Entries for pointing at named objects
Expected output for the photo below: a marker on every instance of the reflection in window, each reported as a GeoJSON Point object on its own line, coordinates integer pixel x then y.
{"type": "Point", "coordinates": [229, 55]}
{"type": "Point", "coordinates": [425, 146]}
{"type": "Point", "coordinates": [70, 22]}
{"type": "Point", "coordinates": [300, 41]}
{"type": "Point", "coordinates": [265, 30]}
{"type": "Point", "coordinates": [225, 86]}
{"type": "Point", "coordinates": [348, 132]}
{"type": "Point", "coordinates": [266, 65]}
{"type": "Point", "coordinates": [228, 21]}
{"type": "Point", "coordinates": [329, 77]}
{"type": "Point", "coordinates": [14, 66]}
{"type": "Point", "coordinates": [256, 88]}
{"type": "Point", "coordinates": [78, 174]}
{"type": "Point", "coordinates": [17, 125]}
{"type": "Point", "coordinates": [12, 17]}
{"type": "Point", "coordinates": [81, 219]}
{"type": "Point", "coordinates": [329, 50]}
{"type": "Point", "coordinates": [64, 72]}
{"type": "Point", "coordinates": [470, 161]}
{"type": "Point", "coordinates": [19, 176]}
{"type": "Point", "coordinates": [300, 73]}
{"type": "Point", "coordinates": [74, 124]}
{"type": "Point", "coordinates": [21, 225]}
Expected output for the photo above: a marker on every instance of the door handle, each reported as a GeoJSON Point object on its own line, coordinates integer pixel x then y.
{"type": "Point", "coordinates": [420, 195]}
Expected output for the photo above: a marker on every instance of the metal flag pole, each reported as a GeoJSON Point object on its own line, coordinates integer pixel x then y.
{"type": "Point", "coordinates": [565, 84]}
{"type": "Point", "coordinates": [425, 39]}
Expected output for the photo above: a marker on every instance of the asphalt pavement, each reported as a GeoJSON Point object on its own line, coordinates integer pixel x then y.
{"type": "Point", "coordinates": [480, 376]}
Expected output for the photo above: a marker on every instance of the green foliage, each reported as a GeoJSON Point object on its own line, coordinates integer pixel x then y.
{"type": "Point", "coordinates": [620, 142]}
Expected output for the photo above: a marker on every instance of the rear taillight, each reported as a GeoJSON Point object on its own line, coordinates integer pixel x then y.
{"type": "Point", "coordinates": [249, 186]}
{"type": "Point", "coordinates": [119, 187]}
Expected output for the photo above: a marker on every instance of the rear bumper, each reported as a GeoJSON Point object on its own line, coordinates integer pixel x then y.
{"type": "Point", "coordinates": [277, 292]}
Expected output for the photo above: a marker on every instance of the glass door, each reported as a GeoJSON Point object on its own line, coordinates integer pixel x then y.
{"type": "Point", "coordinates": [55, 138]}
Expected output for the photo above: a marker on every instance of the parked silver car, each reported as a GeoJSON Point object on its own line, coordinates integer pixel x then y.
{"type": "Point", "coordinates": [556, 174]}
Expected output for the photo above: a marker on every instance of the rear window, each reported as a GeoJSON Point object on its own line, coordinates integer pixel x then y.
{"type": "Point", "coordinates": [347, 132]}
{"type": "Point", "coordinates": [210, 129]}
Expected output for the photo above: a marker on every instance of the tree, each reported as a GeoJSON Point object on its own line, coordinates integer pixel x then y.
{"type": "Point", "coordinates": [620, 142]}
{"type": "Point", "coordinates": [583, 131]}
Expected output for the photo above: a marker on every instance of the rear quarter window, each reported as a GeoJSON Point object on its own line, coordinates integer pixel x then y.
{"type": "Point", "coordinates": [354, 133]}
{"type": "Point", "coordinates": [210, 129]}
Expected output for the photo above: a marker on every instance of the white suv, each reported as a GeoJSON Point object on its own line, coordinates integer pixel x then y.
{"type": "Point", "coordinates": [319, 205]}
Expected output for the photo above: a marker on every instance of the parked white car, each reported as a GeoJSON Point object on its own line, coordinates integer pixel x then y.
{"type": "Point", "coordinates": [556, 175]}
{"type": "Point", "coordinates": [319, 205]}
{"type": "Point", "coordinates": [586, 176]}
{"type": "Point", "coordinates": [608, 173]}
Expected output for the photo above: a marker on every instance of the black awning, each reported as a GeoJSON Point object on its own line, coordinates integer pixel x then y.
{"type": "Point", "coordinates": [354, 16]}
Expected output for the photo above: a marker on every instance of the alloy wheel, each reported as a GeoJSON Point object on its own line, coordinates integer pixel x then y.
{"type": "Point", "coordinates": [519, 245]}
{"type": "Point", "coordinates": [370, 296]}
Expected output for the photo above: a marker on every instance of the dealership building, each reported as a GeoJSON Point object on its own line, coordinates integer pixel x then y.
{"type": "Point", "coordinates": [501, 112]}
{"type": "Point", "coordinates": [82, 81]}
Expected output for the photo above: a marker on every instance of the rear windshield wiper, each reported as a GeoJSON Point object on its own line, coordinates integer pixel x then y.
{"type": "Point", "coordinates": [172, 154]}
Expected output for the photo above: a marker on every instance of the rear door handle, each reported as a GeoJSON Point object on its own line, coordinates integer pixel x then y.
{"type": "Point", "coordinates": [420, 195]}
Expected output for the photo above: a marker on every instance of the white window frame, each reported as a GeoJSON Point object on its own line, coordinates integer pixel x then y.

> [What you have to do]: Reproduce the entries word for word, starting at the line that contains "of the dealership" and continuing through the end of the entries.

> [The reply]:
Expected output for the photo above: a marker on every instance of the dealership building, each reported as a GeoJSON Point object on its own line, coordinates integer pixel x then y.
{"type": "Point", "coordinates": [501, 112]}
{"type": "Point", "coordinates": [82, 81]}
Expected output for the photo above: a marker on every instance of the rear windshield wiper, each reported as a GeoJSON Point object on its own line, coordinates integer pixel x then y.
{"type": "Point", "coordinates": [172, 154]}
Expected output for the photo above: a marker on every instance of the rear door handle, each reported as a GeoJSON Point object on its own line, coordinates integer pixel x then y.
{"type": "Point", "coordinates": [420, 195]}
Expected output for the photo above: a marker on every instance of the white window frame, each reported as a GeoJSON Point object on its own line, coordinates integer pixel x then y.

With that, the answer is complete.